Aon launched the third edition of its US Cyber Market Update report, which revealed that in an ‘unprecedented year’ for ransomware attacks, the US cyber insurance market continued to grow, with a total of 170 US insurers reporting writing cyber insurance – compared to 140 in 2016, and 119 in 2015.
The study shows that cyber remained a profitable line of business, as industry loss ratios decreased in 2017 – from 47.6% to 32.4%, mostly due to a reduction in severity.
Average claim sizes also decreased, from approximately $91,000 in 2016 to $57,000 in 2017, driven by a growth in ransomware claims and a shift from standalone policies to package policies.
Meanwhile, US premiums increased 37% to $1.84bn in the same period, with market participation continuing to grow; the highest growth segment being insurers writing less than $1m in cyber premiums.
Aon Reinsurance Solutions head of cyber analytics Jon Laux said, “It is still early days in the development of the cyber insurance product, yet our study reveals that despite several significant and prolific cyber attacks in 2017, industry premiums continued to increase, and loss ratios continued to decrease. This is very encouraging for existing players and those looking to enter this line of business. It shows that insurers have the expertise to offer an appropriate product with first and third-party coverages that firms are willing to buy. It also demonstrates that underwriters are structuring and pricing policies in a way that allows them to generate profit. This is a positive outlook which should give cyber insurers the confidence to remain committed to this much-needed line of business.”

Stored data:
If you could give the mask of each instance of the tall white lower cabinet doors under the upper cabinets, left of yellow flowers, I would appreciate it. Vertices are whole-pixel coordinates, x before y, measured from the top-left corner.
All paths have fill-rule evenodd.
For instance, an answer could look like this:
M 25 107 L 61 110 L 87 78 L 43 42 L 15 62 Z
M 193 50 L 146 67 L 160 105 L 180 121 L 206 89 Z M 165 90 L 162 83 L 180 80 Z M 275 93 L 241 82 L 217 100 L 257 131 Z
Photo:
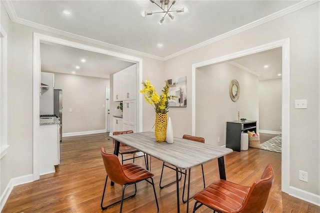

- Problem description:
From the passage on the US cyber insurance market above, list every dollar amount in the order it appears.

- Written response:
- $91,000
- $57,000
- $1.84bn
- $1m